EXERCISE PROMPT
The records that follow should be copied in full, exactly as they read.

MATERIALS PROVIDED
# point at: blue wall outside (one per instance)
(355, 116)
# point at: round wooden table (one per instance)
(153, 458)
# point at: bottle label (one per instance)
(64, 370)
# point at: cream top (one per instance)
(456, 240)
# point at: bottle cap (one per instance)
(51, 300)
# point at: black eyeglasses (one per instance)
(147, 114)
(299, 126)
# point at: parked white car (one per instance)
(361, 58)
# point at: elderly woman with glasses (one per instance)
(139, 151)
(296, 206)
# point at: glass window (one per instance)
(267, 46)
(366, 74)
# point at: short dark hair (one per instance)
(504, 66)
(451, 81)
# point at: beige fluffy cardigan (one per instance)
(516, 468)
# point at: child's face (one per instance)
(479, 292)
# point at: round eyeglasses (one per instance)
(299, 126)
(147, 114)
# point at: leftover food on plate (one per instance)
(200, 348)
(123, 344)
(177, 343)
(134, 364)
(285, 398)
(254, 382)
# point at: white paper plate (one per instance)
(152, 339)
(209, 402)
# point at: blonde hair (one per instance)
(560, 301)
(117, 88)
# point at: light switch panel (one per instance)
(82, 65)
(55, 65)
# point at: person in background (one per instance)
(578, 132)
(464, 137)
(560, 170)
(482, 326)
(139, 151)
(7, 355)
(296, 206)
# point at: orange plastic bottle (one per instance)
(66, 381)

RESPONSE AREA
# point at: blue wall outside (one per instance)
(355, 116)
# point at: round wooden table (one per instance)
(153, 458)
# point at: bottle label (one per instance)
(64, 370)
# point at: cream top (one per instance)
(456, 240)
# point at: bottle cap (one per instance)
(51, 300)
# point at: black eyeglasses (one per instance)
(147, 114)
(299, 126)
# point at: parked white car (one per instance)
(361, 58)
# point at: elderly woman with glasses (one per instance)
(139, 151)
(296, 206)
# point at: glass window (one per instance)
(267, 46)
(366, 74)
# point at: short dark hair (one per instance)
(504, 66)
(451, 81)
# point at: beige fluffy cardigan (one per instance)
(516, 468)
# point at: child's face (one per instance)
(479, 292)
# point at: round eyeglasses (one per instance)
(299, 126)
(147, 114)
# point at: leftover food on plate (one per instance)
(200, 348)
(123, 344)
(177, 343)
(134, 364)
(285, 398)
(254, 382)
# point at: white paper plate (one per instance)
(152, 339)
(209, 402)
# point at: blonde hair (one per instance)
(560, 301)
(117, 88)
# point at: light switch panel (one per instance)
(82, 65)
(55, 65)
# point at: person in background (one per instance)
(578, 132)
(464, 137)
(560, 170)
(482, 326)
(139, 151)
(7, 355)
(296, 206)
# point at: orange plastic bottle (one per instance)
(66, 381)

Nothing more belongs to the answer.